● Excerpt:
How to manage your brand story when the CEO goes rogue

When a PR crisis emerges, it can be very hard to extract a dominant boss from their own mess.

By Jack Murray CEO and founder, All Good Tales

THIS WEEK ELON Musk proved, yet again, that being outspoken and petulant doesn’t mix well with being CEO of a public company.

It raises the very significant question of how should brands manage their story and reputation when their CEO goes rogue.

Musk’s latest Twitter outburst on Tesla has landed him into further hot water with the Securities and Exchange Commission (SEC).

Tesla – one of the most innovative forces in the electric car market – was controlled by Musk before an IPO in 2010. Once emperor of all, these days he must adhere to the rules of the stock exchange. It’s an understatement to say that this straitjacket considerably chafes his not so delicate temperament.

The compelling stories behind many great businesses are built on the genius, spark, and guile of a dynamic founding CEO. Think of people like Henry Ford, James Dyson, Jo Malone, Phil Knight or Sara Blakely. Their buccaneering spirit, attitude and ingenuity are central to the brands they founded.

This is a positive force when a CEO’s energy is manifested in great products, original ideas and PR coups. But it’s a balancing act.

The very same CEOs can be headstrong, short-fused, ruthless and outspoken. When it all goes wrong it can be very difficult to extract the CEO from their own mess. As the saying goes: “How do you separate the dancer from the dance?”

In short, it’s not easy. But there are a few things that PR and marketing professionals can do to ensure their CEO doesn’t have all the power when it comes to how the brand is perceived by customers.

Dominant CEOs

One key factor in dealing with this reputational conundrum is how your brand is structured and what place the founder or dominant CEO has in the story.

It is no surprise that the Ryanair story is no longer just about Michael O’Leary. There was a time when he was front and centre of every media event, dancing in a leprechaun suit, about to kiss a plane with a big grin on his face, or talking about charging for entry to the toilets on their planes.

But have you noticed this is no longer the case? When is the last time you saw him acting the idiot at a photocall? That’s because Ryanair has worked hard to make their brand about more than just Michael O’Leary.

● What is being asked:
In the piece on managing a brand when the CEO goes rogue, write out everything from "How to manage" down to "CEO goes rogue." again, switching "rogue" to "off script".

● Dataset rows:
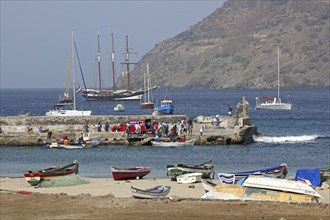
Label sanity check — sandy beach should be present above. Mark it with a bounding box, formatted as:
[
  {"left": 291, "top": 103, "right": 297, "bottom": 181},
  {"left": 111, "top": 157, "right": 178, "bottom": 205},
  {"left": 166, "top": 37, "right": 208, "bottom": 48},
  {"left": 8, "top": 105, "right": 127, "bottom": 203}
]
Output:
[{"left": 0, "top": 177, "right": 330, "bottom": 220}]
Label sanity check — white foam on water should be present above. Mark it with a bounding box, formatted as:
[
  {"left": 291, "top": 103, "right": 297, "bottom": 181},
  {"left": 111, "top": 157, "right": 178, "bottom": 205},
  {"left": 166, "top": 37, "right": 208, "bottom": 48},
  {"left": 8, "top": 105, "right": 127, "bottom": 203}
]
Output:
[{"left": 253, "top": 135, "right": 318, "bottom": 143}]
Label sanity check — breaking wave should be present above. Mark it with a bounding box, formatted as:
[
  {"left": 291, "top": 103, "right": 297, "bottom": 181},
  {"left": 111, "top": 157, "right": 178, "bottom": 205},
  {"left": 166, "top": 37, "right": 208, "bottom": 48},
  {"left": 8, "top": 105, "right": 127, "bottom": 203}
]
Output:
[{"left": 253, "top": 135, "right": 319, "bottom": 143}]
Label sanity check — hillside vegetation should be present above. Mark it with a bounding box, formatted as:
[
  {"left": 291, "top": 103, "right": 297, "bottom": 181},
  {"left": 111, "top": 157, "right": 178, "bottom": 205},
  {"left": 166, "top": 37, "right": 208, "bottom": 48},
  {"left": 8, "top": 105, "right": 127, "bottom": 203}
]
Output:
[{"left": 118, "top": 0, "right": 330, "bottom": 89}]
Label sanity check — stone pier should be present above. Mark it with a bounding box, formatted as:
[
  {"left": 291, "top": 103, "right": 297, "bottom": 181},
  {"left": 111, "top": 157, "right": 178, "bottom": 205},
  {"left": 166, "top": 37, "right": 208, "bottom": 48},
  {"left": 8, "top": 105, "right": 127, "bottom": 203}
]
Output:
[{"left": 0, "top": 97, "right": 257, "bottom": 146}]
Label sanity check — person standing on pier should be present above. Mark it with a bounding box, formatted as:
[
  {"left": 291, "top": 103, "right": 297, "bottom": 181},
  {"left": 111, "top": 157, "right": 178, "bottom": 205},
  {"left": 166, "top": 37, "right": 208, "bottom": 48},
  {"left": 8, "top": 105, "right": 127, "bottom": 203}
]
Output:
[
  {"left": 199, "top": 122, "right": 205, "bottom": 136},
  {"left": 228, "top": 105, "right": 233, "bottom": 116}
]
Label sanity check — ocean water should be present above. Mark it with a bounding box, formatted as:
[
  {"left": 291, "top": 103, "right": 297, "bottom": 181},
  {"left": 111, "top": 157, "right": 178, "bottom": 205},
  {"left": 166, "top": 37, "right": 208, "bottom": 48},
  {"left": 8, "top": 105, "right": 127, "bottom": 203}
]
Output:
[{"left": 0, "top": 88, "right": 330, "bottom": 177}]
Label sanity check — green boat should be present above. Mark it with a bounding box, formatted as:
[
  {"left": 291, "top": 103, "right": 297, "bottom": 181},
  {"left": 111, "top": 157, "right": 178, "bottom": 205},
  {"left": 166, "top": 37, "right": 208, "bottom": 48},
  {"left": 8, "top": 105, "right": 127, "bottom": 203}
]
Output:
[
  {"left": 24, "top": 160, "right": 79, "bottom": 186},
  {"left": 320, "top": 167, "right": 330, "bottom": 182}
]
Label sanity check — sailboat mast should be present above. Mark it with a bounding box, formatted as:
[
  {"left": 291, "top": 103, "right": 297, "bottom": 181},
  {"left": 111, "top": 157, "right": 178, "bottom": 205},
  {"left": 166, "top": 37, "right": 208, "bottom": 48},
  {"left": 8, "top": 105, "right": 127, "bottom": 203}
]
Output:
[
  {"left": 126, "top": 35, "right": 131, "bottom": 91},
  {"left": 111, "top": 27, "right": 116, "bottom": 91},
  {"left": 121, "top": 35, "right": 136, "bottom": 91},
  {"left": 71, "top": 31, "right": 76, "bottom": 110},
  {"left": 147, "top": 63, "right": 150, "bottom": 102},
  {"left": 97, "top": 33, "right": 102, "bottom": 91},
  {"left": 143, "top": 66, "right": 148, "bottom": 102},
  {"left": 64, "top": 53, "right": 70, "bottom": 98},
  {"left": 277, "top": 47, "right": 280, "bottom": 99}
]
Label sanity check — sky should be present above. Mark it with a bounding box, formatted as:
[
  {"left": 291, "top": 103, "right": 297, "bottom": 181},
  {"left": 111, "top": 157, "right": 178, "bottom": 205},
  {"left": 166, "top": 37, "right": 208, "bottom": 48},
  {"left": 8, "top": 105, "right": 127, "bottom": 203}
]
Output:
[{"left": 0, "top": 0, "right": 223, "bottom": 89}]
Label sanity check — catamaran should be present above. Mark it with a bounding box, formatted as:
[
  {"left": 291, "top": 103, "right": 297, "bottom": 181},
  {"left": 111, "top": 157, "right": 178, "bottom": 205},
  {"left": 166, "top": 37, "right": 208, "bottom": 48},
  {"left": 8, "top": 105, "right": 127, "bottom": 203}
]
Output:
[
  {"left": 256, "top": 47, "right": 292, "bottom": 110},
  {"left": 46, "top": 32, "right": 92, "bottom": 116},
  {"left": 140, "top": 63, "right": 154, "bottom": 108}
]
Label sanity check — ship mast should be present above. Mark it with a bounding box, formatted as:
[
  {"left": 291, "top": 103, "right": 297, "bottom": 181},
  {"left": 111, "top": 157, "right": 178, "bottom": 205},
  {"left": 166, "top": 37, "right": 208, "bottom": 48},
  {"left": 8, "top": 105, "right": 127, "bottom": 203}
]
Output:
[
  {"left": 64, "top": 53, "right": 70, "bottom": 99},
  {"left": 110, "top": 27, "right": 116, "bottom": 91},
  {"left": 121, "top": 35, "right": 136, "bottom": 91},
  {"left": 97, "top": 33, "right": 102, "bottom": 91},
  {"left": 72, "top": 31, "right": 76, "bottom": 110},
  {"left": 277, "top": 47, "right": 280, "bottom": 99}
]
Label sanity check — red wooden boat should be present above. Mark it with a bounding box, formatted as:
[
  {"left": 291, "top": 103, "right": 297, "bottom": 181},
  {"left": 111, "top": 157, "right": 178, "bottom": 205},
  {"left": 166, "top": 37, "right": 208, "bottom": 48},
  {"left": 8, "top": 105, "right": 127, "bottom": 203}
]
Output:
[
  {"left": 140, "top": 101, "right": 154, "bottom": 108},
  {"left": 111, "top": 167, "right": 151, "bottom": 180}
]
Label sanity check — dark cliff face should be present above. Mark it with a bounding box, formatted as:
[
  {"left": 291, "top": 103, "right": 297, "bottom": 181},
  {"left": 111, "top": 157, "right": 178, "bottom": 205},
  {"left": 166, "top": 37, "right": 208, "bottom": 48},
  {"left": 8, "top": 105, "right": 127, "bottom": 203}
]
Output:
[{"left": 118, "top": 0, "right": 330, "bottom": 89}]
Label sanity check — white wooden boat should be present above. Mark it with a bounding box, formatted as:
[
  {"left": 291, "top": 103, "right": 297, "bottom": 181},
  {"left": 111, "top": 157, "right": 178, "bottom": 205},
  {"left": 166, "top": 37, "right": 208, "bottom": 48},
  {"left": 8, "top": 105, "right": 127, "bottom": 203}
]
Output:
[
  {"left": 151, "top": 139, "right": 195, "bottom": 147},
  {"left": 256, "top": 47, "right": 292, "bottom": 110},
  {"left": 46, "top": 32, "right": 92, "bottom": 116},
  {"left": 131, "top": 186, "right": 171, "bottom": 199},
  {"left": 202, "top": 184, "right": 319, "bottom": 203},
  {"left": 201, "top": 179, "right": 218, "bottom": 193},
  {"left": 176, "top": 173, "right": 203, "bottom": 184},
  {"left": 242, "top": 176, "right": 322, "bottom": 198}
]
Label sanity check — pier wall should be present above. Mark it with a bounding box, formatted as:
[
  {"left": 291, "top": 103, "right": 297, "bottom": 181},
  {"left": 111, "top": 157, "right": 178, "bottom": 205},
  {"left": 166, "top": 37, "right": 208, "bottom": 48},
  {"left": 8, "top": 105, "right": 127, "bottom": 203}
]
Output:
[{"left": 0, "top": 115, "right": 257, "bottom": 146}]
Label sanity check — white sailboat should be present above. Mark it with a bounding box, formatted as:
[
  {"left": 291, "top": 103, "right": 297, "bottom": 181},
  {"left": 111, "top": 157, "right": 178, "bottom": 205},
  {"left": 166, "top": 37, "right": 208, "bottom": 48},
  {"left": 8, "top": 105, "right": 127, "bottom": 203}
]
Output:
[
  {"left": 46, "top": 32, "right": 92, "bottom": 116},
  {"left": 256, "top": 47, "right": 292, "bottom": 110},
  {"left": 140, "top": 63, "right": 154, "bottom": 108}
]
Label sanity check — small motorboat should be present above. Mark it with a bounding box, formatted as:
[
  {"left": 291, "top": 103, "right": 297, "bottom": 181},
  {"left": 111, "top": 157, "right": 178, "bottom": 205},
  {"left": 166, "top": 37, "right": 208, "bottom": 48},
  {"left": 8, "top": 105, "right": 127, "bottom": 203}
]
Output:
[
  {"left": 151, "top": 139, "right": 195, "bottom": 147},
  {"left": 111, "top": 167, "right": 151, "bottom": 180},
  {"left": 113, "top": 103, "right": 125, "bottom": 112},
  {"left": 24, "top": 160, "right": 79, "bottom": 186},
  {"left": 48, "top": 135, "right": 102, "bottom": 149},
  {"left": 218, "top": 163, "right": 288, "bottom": 182},
  {"left": 201, "top": 179, "right": 218, "bottom": 193},
  {"left": 131, "top": 186, "right": 171, "bottom": 199},
  {"left": 176, "top": 173, "right": 203, "bottom": 184},
  {"left": 166, "top": 160, "right": 214, "bottom": 180}
]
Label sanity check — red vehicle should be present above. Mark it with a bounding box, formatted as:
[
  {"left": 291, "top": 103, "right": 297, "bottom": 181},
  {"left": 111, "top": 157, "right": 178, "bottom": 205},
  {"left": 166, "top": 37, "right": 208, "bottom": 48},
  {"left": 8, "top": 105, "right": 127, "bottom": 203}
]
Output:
[
  {"left": 112, "top": 118, "right": 151, "bottom": 133},
  {"left": 111, "top": 124, "right": 126, "bottom": 132}
]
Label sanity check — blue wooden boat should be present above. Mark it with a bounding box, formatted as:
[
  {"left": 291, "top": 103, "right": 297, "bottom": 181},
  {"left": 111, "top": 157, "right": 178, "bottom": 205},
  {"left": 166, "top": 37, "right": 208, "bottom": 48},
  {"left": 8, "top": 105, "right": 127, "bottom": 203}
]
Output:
[
  {"left": 218, "top": 163, "right": 288, "bottom": 182},
  {"left": 131, "top": 186, "right": 171, "bottom": 199}
]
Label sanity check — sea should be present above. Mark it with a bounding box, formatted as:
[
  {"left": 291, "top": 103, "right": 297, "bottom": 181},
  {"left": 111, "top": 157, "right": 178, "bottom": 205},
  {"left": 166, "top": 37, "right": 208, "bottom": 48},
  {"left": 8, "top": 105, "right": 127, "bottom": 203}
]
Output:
[{"left": 0, "top": 88, "right": 330, "bottom": 178}]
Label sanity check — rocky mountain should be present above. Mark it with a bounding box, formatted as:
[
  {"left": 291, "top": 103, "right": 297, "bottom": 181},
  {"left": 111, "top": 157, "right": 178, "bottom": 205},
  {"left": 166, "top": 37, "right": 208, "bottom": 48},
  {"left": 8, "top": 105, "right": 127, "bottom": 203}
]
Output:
[{"left": 118, "top": 0, "right": 330, "bottom": 89}]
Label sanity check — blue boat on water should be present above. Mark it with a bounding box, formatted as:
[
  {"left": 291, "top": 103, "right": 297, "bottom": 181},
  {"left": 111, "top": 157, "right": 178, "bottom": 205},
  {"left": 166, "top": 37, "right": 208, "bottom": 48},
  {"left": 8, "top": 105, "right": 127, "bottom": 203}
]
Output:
[{"left": 155, "top": 99, "right": 174, "bottom": 115}]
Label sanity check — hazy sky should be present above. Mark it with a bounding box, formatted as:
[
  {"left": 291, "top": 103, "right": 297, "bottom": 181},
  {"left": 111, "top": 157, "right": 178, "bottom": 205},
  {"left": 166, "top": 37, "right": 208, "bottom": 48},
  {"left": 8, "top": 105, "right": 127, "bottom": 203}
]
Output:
[{"left": 0, "top": 0, "right": 223, "bottom": 88}]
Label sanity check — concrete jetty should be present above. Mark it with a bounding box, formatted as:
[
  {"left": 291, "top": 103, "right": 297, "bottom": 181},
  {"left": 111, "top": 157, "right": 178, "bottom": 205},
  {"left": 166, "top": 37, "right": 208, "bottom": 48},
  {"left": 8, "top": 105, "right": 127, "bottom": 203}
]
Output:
[{"left": 0, "top": 98, "right": 257, "bottom": 146}]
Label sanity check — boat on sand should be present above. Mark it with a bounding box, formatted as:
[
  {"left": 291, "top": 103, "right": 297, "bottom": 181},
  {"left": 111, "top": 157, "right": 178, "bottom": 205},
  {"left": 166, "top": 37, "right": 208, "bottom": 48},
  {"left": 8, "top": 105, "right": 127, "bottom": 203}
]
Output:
[
  {"left": 24, "top": 160, "right": 79, "bottom": 186},
  {"left": 218, "top": 163, "right": 288, "bottom": 181},
  {"left": 202, "top": 175, "right": 322, "bottom": 203},
  {"left": 131, "top": 186, "right": 171, "bottom": 199},
  {"left": 176, "top": 173, "right": 203, "bottom": 184},
  {"left": 166, "top": 160, "right": 214, "bottom": 180}
]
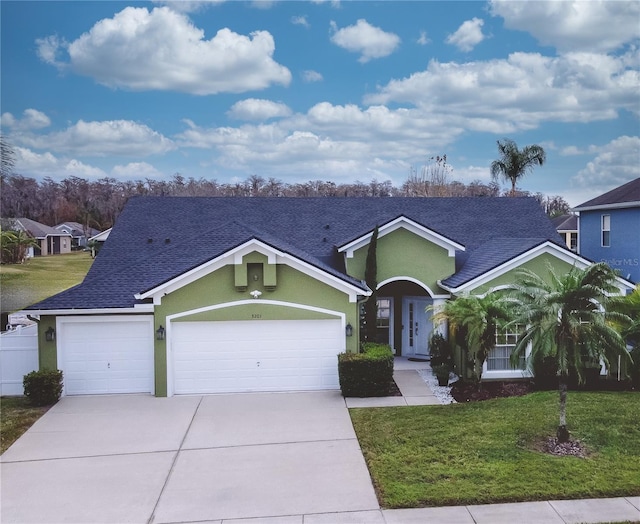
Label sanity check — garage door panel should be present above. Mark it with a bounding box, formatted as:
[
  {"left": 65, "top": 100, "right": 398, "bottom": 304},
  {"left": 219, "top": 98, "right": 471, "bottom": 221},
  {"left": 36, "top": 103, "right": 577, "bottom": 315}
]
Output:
[
  {"left": 172, "top": 320, "right": 344, "bottom": 393},
  {"left": 58, "top": 317, "right": 153, "bottom": 395}
]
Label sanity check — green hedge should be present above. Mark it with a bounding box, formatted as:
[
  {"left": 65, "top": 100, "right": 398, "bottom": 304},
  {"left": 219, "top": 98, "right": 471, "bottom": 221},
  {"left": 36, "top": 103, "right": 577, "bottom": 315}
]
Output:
[
  {"left": 338, "top": 343, "right": 393, "bottom": 397},
  {"left": 22, "top": 370, "right": 62, "bottom": 406}
]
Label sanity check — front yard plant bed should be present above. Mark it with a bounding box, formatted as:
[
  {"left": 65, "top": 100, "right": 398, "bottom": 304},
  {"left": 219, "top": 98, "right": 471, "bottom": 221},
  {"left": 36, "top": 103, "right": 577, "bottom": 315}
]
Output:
[
  {"left": 0, "top": 397, "right": 51, "bottom": 453},
  {"left": 350, "top": 391, "right": 640, "bottom": 508}
]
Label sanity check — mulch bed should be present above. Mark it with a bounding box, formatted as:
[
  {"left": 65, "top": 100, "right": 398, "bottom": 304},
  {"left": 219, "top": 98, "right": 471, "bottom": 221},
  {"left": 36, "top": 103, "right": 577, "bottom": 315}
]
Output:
[{"left": 451, "top": 380, "right": 533, "bottom": 403}]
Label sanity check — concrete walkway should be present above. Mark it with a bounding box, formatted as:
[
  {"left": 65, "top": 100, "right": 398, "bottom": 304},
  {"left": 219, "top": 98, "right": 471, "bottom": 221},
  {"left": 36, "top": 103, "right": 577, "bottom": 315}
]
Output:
[
  {"left": 345, "top": 357, "right": 440, "bottom": 408},
  {"left": 0, "top": 359, "right": 640, "bottom": 524}
]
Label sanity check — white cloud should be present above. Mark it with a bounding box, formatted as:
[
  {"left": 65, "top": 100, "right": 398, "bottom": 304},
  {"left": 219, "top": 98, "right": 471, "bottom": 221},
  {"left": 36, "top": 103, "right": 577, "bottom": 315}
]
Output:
[
  {"left": 111, "top": 162, "right": 164, "bottom": 180},
  {"left": 490, "top": 0, "right": 640, "bottom": 52},
  {"left": 227, "top": 98, "right": 291, "bottom": 120},
  {"left": 36, "top": 35, "right": 68, "bottom": 69},
  {"left": 37, "top": 7, "right": 291, "bottom": 95},
  {"left": 416, "top": 31, "right": 431, "bottom": 45},
  {"left": 571, "top": 136, "right": 640, "bottom": 194},
  {"left": 365, "top": 53, "right": 640, "bottom": 134},
  {"left": 153, "top": 0, "right": 226, "bottom": 13},
  {"left": 302, "top": 69, "right": 324, "bottom": 83},
  {"left": 15, "top": 120, "right": 175, "bottom": 156},
  {"left": 446, "top": 18, "right": 485, "bottom": 52},
  {"left": 14, "top": 147, "right": 107, "bottom": 179},
  {"left": 291, "top": 16, "right": 310, "bottom": 27},
  {"left": 0, "top": 109, "right": 51, "bottom": 131},
  {"left": 331, "top": 19, "right": 400, "bottom": 63}
]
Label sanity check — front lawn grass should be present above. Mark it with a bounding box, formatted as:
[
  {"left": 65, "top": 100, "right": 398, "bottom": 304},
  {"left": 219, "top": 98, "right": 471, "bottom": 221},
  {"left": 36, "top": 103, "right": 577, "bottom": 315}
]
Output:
[
  {"left": 0, "top": 397, "right": 51, "bottom": 454},
  {"left": 0, "top": 251, "right": 93, "bottom": 313},
  {"left": 350, "top": 391, "right": 640, "bottom": 508}
]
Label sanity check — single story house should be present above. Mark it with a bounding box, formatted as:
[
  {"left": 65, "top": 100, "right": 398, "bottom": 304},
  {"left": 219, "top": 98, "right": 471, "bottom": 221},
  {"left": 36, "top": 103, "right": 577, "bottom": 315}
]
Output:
[
  {"left": 28, "top": 197, "right": 625, "bottom": 396},
  {"left": 13, "top": 218, "right": 72, "bottom": 256},
  {"left": 54, "top": 222, "right": 100, "bottom": 249}
]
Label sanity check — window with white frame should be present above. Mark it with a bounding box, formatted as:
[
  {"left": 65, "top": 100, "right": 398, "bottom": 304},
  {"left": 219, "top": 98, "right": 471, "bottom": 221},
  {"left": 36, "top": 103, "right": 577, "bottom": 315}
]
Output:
[
  {"left": 602, "top": 215, "right": 611, "bottom": 247},
  {"left": 487, "top": 324, "right": 526, "bottom": 371},
  {"left": 376, "top": 298, "right": 391, "bottom": 328},
  {"left": 569, "top": 233, "right": 578, "bottom": 251}
]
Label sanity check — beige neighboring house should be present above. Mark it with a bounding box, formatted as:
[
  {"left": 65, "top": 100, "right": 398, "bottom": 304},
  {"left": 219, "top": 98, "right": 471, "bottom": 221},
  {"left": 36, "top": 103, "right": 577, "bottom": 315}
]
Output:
[
  {"left": 13, "top": 218, "right": 72, "bottom": 257},
  {"left": 551, "top": 214, "right": 578, "bottom": 252}
]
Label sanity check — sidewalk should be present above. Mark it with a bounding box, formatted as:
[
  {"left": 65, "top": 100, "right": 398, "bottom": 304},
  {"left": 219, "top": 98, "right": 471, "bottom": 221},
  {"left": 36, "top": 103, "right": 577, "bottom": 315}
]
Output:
[
  {"left": 294, "top": 497, "right": 640, "bottom": 524},
  {"left": 344, "top": 357, "right": 440, "bottom": 408},
  {"left": 340, "top": 357, "right": 640, "bottom": 524}
]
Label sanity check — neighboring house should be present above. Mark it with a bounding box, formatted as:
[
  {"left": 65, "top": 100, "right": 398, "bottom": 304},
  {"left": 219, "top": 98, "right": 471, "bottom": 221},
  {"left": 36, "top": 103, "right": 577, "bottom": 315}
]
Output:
[
  {"left": 574, "top": 178, "right": 640, "bottom": 283},
  {"left": 28, "top": 197, "right": 630, "bottom": 396},
  {"left": 54, "top": 222, "right": 100, "bottom": 249},
  {"left": 89, "top": 228, "right": 111, "bottom": 242},
  {"left": 13, "top": 218, "right": 71, "bottom": 256},
  {"left": 89, "top": 228, "right": 111, "bottom": 258},
  {"left": 551, "top": 215, "right": 578, "bottom": 251}
]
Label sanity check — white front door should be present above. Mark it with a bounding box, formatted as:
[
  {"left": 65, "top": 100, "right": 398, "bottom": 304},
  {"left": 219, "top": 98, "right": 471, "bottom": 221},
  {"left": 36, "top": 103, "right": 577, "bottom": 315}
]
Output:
[{"left": 402, "top": 297, "right": 433, "bottom": 357}]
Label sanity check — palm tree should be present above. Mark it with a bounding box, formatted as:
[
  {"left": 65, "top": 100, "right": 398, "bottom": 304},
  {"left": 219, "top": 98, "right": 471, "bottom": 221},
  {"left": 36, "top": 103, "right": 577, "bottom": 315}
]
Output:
[
  {"left": 433, "top": 293, "right": 509, "bottom": 383},
  {"left": 491, "top": 138, "right": 547, "bottom": 195},
  {"left": 509, "top": 263, "right": 630, "bottom": 442}
]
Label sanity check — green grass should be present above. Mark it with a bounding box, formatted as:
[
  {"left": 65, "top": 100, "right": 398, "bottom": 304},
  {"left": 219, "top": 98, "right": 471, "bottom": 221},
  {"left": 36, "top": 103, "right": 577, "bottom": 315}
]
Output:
[
  {"left": 351, "top": 391, "right": 640, "bottom": 508},
  {"left": 0, "top": 251, "right": 93, "bottom": 313},
  {"left": 0, "top": 397, "right": 51, "bottom": 453}
]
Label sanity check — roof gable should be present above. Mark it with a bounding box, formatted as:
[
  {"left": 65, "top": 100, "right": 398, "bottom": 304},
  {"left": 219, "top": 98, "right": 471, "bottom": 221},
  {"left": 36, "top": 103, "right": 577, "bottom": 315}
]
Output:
[
  {"left": 15, "top": 218, "right": 71, "bottom": 238},
  {"left": 574, "top": 178, "right": 640, "bottom": 211},
  {"left": 338, "top": 216, "right": 465, "bottom": 258},
  {"left": 27, "top": 197, "right": 560, "bottom": 309}
]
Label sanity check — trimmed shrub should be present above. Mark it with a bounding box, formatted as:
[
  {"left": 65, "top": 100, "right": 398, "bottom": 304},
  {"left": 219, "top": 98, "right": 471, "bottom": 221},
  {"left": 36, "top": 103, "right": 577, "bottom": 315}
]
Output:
[
  {"left": 22, "top": 370, "right": 62, "bottom": 406},
  {"left": 338, "top": 343, "right": 393, "bottom": 397}
]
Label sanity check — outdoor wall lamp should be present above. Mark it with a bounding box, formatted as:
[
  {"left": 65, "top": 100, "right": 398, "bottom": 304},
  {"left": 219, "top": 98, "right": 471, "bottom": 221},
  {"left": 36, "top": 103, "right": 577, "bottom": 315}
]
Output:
[{"left": 344, "top": 324, "right": 353, "bottom": 337}]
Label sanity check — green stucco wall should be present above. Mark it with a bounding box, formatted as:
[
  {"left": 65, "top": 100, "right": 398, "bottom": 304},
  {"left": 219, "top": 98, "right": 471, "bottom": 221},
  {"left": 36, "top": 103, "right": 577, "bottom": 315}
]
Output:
[
  {"left": 347, "top": 228, "right": 455, "bottom": 294},
  {"left": 454, "top": 253, "right": 584, "bottom": 378},
  {"left": 38, "top": 316, "right": 57, "bottom": 368},
  {"left": 154, "top": 253, "right": 359, "bottom": 396}
]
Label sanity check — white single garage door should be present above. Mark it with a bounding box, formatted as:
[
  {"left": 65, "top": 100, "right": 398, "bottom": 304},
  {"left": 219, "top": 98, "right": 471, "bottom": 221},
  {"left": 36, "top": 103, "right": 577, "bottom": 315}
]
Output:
[
  {"left": 171, "top": 320, "right": 345, "bottom": 394},
  {"left": 57, "top": 317, "right": 154, "bottom": 395}
]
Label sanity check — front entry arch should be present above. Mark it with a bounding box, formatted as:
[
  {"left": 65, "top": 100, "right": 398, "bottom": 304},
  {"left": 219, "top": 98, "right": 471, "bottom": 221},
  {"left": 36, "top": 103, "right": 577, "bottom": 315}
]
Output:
[{"left": 377, "top": 280, "right": 434, "bottom": 358}]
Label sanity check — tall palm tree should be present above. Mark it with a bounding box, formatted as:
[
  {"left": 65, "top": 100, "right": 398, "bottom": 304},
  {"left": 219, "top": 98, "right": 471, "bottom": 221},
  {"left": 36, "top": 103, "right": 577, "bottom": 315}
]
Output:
[
  {"left": 433, "top": 293, "right": 509, "bottom": 383},
  {"left": 509, "top": 263, "right": 631, "bottom": 442},
  {"left": 491, "top": 138, "right": 547, "bottom": 195}
]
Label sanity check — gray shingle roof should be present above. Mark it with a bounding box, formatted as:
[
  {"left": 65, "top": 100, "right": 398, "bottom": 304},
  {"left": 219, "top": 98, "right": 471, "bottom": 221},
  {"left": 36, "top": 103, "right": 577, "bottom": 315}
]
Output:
[
  {"left": 442, "top": 238, "right": 549, "bottom": 288},
  {"left": 31, "top": 197, "right": 560, "bottom": 310}
]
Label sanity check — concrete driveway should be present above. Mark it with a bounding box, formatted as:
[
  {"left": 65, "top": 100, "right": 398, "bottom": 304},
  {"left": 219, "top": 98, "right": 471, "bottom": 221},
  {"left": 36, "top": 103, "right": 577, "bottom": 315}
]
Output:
[{"left": 0, "top": 391, "right": 379, "bottom": 524}]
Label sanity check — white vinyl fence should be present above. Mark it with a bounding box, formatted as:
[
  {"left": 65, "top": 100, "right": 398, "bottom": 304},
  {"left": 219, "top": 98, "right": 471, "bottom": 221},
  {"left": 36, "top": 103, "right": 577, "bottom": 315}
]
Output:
[{"left": 0, "top": 324, "right": 38, "bottom": 395}]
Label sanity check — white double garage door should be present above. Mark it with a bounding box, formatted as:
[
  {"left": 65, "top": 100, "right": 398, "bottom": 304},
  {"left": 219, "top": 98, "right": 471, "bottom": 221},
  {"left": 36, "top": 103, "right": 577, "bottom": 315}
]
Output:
[{"left": 57, "top": 316, "right": 345, "bottom": 395}]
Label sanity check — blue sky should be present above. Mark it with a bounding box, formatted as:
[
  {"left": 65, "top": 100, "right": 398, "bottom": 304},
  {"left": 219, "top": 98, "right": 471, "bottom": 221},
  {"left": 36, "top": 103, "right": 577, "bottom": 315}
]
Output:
[{"left": 0, "top": 0, "right": 640, "bottom": 205}]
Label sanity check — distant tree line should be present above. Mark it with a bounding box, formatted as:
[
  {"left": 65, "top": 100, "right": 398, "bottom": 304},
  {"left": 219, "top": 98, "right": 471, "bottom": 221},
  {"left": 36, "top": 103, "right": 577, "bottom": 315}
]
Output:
[{"left": 0, "top": 171, "right": 569, "bottom": 230}]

● Exercise output:
How to manage your brand story when the CEO goes off script

When a PR crisis emerges, it can be very hard to extract a dominant boss from their own mess.

By Jack Murray CEO and founder, All Good Tales

THIS WEEK ELON Musk proved, yet again, that being outspoken and petulant doesn’t mix well with being CEO of a public company.

It raises the very significant question of how should brands manage their story and reputation when their CEO goes off script.